[Material for the task]:

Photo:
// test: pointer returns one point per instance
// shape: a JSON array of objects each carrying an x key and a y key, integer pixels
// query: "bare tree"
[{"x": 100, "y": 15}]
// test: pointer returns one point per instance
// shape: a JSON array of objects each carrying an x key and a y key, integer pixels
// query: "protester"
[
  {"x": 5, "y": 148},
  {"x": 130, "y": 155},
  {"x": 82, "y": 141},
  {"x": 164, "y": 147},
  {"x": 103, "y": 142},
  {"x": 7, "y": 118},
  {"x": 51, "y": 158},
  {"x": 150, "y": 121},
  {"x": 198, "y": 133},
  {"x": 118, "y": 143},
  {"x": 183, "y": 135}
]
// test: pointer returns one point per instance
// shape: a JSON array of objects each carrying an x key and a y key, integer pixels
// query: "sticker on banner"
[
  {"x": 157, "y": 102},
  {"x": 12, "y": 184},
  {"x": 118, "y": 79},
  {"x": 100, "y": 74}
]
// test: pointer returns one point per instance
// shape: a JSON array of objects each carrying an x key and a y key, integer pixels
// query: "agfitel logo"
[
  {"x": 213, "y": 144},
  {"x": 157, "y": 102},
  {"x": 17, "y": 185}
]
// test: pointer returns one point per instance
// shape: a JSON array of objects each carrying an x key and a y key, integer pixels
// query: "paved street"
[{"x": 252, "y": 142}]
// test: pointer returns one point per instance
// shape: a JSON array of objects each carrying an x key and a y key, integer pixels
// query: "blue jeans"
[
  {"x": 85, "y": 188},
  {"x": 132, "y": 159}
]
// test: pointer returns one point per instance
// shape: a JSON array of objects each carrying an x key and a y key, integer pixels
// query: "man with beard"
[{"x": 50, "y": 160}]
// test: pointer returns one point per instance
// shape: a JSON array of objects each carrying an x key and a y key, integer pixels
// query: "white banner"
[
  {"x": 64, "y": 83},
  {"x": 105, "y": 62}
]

[Instructions to follow]: Keep only the lines of the material above that contain the string "banner", and treat uppercase and lowercase as different.

[Exercise response]:
// query: "sticker on banner"
// query: "white banner"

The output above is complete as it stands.